TASK TO COMPLETE — Once the line containing "water surface, then" is found in the records below, return it and each following line exactly, up to and including the line containing "blurred wing, then", and nothing else.

Stored data entries
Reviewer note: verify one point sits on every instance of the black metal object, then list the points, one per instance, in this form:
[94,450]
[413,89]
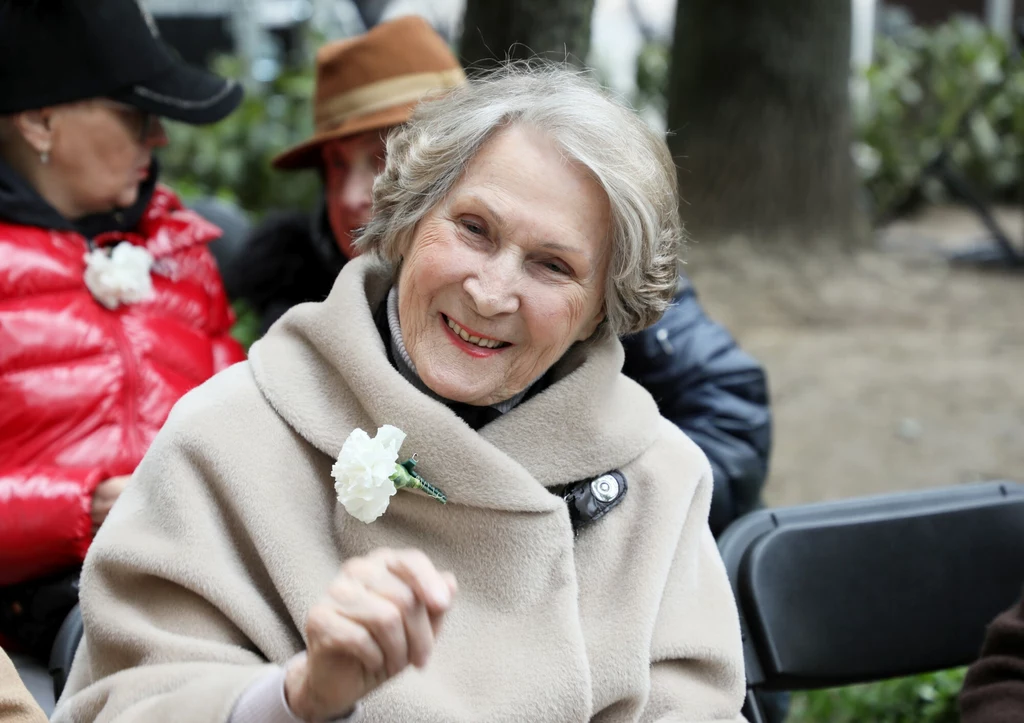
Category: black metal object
[872,588]
[999,251]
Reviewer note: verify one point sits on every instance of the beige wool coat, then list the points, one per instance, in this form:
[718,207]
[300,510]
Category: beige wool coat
[230,530]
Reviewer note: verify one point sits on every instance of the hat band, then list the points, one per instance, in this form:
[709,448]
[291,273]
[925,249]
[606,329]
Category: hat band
[384,94]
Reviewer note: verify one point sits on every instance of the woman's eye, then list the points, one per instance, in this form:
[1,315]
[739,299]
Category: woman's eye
[474,228]
[557,267]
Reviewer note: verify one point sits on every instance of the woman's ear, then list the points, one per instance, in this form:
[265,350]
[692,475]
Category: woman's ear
[34,126]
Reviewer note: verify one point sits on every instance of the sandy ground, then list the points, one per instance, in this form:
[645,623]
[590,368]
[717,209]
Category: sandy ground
[890,370]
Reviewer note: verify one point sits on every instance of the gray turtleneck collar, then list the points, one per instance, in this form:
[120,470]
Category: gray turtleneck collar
[408,369]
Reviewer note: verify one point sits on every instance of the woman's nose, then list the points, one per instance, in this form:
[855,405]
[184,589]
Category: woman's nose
[494,290]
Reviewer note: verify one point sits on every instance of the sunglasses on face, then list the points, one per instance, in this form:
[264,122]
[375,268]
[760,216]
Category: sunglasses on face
[140,123]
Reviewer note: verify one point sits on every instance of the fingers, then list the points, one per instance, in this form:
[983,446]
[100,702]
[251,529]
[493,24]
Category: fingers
[419,631]
[330,632]
[382,619]
[383,610]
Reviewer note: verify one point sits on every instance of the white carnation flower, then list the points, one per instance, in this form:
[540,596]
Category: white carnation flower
[363,472]
[121,277]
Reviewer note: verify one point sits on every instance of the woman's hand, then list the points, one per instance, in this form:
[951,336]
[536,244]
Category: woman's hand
[381,613]
[105,495]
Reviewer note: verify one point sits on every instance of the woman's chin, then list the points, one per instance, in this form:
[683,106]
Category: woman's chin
[460,390]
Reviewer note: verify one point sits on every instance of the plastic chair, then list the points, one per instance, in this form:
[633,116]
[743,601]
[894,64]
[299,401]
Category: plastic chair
[872,588]
[62,652]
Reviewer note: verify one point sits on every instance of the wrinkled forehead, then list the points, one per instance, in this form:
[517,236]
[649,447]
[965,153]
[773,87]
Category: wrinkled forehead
[369,142]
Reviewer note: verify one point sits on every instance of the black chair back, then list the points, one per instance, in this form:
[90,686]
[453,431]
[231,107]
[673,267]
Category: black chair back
[62,652]
[866,589]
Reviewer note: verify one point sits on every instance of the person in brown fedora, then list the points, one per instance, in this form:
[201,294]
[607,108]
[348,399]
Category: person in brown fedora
[366,86]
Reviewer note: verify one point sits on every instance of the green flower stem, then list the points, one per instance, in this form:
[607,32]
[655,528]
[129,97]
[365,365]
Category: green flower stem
[407,477]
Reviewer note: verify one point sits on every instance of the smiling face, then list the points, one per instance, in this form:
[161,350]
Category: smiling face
[507,272]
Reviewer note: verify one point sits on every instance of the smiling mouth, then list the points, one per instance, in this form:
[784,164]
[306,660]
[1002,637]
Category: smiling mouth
[482,342]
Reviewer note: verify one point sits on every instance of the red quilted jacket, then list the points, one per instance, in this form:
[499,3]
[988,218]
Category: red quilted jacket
[84,389]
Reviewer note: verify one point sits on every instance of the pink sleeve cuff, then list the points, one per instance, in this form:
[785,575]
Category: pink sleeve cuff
[263,702]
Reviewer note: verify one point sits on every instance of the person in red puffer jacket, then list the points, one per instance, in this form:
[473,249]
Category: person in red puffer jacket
[111,305]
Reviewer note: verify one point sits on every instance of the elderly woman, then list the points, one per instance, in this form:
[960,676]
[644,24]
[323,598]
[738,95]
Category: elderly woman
[111,304]
[521,222]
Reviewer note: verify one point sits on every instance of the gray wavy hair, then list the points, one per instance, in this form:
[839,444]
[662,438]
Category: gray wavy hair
[427,156]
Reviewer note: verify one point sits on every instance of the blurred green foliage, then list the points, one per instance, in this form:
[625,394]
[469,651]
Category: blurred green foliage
[955,85]
[924,698]
[230,160]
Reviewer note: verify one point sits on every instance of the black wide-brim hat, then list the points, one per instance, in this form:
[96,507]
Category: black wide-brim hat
[58,51]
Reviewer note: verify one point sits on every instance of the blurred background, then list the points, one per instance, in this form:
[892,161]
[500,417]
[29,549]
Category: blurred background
[852,182]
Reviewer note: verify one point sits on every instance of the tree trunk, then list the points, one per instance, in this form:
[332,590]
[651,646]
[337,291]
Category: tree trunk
[496,30]
[759,107]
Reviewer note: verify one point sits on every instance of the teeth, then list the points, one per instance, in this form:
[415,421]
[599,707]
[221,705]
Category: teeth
[485,343]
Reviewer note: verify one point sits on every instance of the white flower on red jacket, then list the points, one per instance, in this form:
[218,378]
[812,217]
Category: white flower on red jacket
[119,277]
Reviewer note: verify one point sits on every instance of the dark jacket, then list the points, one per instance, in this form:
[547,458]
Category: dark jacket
[993,689]
[701,380]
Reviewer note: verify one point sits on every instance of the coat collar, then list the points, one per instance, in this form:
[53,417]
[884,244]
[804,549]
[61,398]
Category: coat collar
[325,370]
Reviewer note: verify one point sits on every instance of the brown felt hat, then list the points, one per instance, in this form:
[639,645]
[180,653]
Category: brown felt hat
[374,81]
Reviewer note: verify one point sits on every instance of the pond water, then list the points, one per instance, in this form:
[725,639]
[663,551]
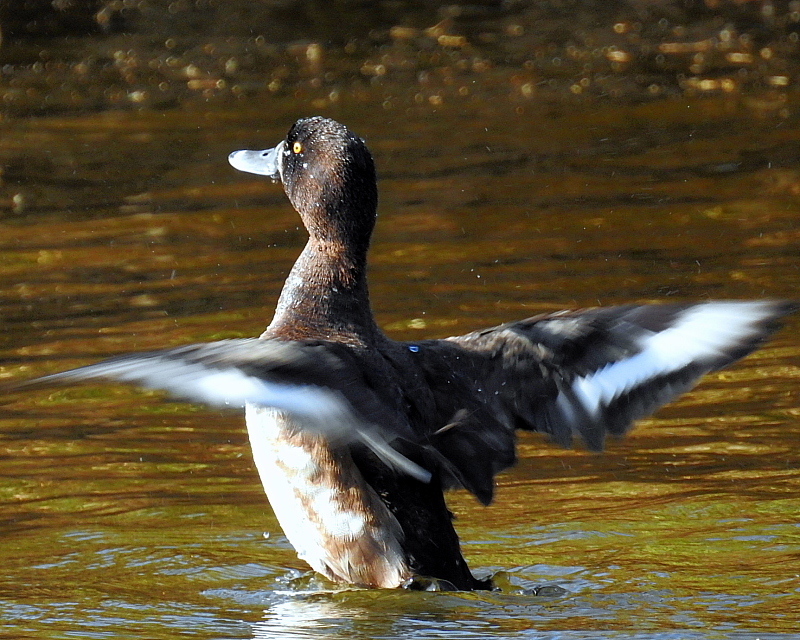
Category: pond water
[124,515]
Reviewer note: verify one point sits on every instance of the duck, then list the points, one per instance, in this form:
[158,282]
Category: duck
[357,437]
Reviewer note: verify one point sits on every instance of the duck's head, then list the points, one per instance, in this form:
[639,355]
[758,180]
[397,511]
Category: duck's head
[328,174]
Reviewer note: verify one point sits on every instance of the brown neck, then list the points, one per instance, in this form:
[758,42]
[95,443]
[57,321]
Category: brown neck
[325,294]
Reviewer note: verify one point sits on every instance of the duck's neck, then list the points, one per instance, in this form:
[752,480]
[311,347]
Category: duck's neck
[325,295]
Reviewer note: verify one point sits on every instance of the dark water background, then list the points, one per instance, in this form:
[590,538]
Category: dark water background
[122,515]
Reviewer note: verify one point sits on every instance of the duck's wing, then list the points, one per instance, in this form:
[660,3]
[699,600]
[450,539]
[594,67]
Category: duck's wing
[594,372]
[311,380]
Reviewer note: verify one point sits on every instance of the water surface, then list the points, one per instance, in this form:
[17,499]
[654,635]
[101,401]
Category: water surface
[125,515]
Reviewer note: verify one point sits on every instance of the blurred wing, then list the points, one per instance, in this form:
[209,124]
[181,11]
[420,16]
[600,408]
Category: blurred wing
[307,380]
[594,372]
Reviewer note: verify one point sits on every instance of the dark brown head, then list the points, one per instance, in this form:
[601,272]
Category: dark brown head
[328,174]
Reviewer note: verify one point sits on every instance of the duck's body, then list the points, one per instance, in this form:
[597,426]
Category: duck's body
[356,436]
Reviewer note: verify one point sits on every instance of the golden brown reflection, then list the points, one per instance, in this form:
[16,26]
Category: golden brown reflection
[686,524]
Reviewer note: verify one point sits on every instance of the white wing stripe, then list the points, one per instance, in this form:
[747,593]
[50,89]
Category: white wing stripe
[701,333]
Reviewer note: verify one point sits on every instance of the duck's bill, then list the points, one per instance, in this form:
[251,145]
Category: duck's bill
[264,162]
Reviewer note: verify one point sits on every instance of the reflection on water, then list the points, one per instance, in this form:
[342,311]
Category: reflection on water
[126,515]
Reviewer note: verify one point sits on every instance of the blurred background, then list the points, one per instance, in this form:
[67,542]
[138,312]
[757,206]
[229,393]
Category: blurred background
[532,156]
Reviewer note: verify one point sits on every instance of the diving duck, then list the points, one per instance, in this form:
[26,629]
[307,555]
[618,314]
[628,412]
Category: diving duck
[356,436]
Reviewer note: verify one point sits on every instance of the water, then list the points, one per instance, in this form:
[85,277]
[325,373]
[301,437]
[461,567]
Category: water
[125,515]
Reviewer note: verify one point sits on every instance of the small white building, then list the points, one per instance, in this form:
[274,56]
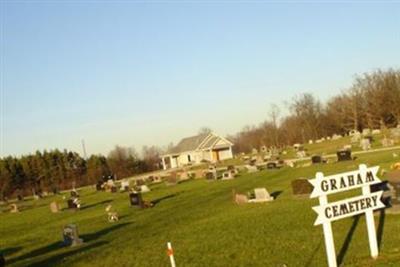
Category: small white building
[195,149]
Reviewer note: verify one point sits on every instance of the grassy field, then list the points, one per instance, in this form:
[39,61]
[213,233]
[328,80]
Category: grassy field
[205,227]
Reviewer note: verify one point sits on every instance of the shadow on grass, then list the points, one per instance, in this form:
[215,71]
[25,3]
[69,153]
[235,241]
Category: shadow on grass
[347,241]
[276,194]
[57,245]
[96,204]
[158,200]
[95,235]
[54,260]
[9,251]
[313,254]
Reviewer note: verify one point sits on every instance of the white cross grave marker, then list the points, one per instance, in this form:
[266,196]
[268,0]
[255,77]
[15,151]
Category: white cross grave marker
[366,203]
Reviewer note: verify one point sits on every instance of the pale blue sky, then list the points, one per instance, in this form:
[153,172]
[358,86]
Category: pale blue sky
[135,73]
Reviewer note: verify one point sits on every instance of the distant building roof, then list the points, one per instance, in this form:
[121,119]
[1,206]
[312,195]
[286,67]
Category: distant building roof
[197,142]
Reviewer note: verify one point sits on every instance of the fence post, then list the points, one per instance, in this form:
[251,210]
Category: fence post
[327,227]
[369,215]
[170,253]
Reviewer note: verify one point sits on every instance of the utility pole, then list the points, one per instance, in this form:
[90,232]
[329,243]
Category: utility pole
[84,149]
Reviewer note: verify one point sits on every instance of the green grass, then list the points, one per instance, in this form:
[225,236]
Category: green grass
[205,227]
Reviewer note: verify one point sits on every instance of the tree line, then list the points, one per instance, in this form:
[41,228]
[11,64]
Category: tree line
[373,101]
[52,171]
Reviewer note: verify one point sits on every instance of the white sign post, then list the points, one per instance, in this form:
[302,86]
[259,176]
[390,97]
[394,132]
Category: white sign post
[366,203]
[170,253]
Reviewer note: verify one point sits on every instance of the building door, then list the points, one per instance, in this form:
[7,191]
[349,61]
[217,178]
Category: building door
[215,155]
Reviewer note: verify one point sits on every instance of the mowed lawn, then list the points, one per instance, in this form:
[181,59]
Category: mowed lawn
[204,225]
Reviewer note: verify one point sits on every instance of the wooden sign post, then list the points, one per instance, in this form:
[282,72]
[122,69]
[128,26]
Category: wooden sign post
[170,253]
[366,203]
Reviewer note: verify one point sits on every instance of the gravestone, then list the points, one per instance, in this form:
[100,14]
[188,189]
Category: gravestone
[54,207]
[227,175]
[343,155]
[170,180]
[272,165]
[251,169]
[387,142]
[376,131]
[301,187]
[241,199]
[394,182]
[74,203]
[140,182]
[124,186]
[71,236]
[14,208]
[261,195]
[395,132]
[365,144]
[136,199]
[315,159]
[144,189]
[99,186]
[366,132]
[298,147]
[2,260]
[74,193]
[210,175]
[113,216]
[301,154]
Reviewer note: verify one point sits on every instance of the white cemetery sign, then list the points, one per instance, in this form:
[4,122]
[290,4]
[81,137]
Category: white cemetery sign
[366,203]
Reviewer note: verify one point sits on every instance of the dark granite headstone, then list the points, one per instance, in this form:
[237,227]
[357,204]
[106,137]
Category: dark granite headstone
[394,182]
[70,235]
[316,159]
[301,187]
[272,165]
[343,155]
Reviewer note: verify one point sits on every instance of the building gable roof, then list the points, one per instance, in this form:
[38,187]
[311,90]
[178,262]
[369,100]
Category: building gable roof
[197,142]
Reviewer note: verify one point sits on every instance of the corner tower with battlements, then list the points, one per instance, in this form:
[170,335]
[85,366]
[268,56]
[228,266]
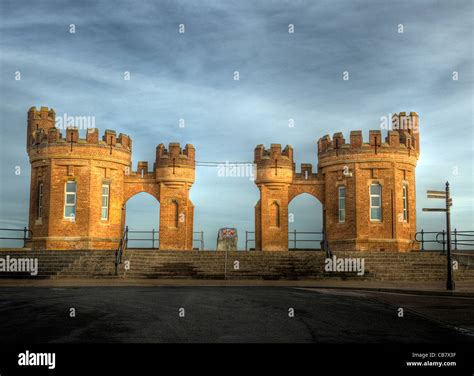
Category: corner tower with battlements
[367,189]
[79,187]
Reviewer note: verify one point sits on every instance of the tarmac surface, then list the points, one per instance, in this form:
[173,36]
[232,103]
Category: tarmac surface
[216,314]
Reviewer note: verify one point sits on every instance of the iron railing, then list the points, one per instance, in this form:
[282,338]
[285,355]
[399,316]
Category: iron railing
[121,249]
[26,234]
[152,237]
[460,239]
[293,239]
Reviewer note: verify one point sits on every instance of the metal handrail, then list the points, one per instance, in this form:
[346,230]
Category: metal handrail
[294,240]
[121,249]
[440,237]
[27,234]
[155,240]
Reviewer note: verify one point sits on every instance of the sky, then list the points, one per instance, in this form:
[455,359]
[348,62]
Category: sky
[282,76]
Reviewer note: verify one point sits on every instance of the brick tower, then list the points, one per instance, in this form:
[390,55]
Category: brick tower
[79,187]
[367,190]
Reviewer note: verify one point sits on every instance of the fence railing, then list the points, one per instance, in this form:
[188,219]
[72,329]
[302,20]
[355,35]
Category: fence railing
[23,234]
[151,238]
[293,239]
[461,240]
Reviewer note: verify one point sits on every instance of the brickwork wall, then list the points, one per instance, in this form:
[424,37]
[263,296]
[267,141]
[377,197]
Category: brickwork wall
[91,162]
[354,165]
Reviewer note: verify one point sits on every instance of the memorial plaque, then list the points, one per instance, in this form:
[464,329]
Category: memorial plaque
[227,239]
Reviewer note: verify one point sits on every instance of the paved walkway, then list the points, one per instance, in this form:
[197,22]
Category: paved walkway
[213,314]
[427,288]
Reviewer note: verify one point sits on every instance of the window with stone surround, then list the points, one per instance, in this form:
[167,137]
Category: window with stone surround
[376,202]
[105,202]
[342,203]
[405,203]
[39,211]
[70,200]
[275,214]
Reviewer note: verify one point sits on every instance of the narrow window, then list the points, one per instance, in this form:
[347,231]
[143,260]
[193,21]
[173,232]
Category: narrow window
[70,200]
[342,204]
[405,203]
[275,214]
[175,213]
[375,202]
[39,213]
[105,202]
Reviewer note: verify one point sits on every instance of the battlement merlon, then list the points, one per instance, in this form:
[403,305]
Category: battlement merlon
[265,158]
[43,113]
[54,137]
[403,137]
[175,155]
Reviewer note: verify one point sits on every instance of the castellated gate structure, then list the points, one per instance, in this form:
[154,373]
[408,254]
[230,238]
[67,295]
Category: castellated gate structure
[367,189]
[79,188]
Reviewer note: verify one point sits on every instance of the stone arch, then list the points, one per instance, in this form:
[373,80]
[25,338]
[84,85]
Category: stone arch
[317,191]
[141,212]
[133,188]
[305,221]
[275,214]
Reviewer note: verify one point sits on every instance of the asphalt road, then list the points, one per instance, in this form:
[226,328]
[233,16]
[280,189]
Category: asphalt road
[228,314]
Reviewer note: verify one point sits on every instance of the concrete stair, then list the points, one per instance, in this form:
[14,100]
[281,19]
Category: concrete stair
[381,266]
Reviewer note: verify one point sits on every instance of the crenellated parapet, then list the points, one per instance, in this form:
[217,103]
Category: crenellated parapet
[81,181]
[402,139]
[366,186]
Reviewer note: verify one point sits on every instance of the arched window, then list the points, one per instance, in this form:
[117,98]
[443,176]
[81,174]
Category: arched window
[342,203]
[175,212]
[375,202]
[275,214]
[405,203]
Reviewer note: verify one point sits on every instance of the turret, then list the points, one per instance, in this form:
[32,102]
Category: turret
[274,165]
[175,164]
[38,124]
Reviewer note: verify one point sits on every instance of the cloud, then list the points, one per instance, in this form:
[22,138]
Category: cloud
[190,76]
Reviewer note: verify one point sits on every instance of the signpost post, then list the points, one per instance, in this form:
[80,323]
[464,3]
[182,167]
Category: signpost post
[449,202]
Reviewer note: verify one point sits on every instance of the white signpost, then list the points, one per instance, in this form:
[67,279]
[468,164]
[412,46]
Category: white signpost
[449,202]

YOUR SOLUTION —
Reviewer note: verify one point sits on every instance of the water surface, then list the points, one per instance, in this form:
[17,499]
[654,635]
[101,401]
Category: water surface
[125,515]
Reviewer note: verify one point sits on every instance of the blurred wing, then list the points, one per instance, in this form:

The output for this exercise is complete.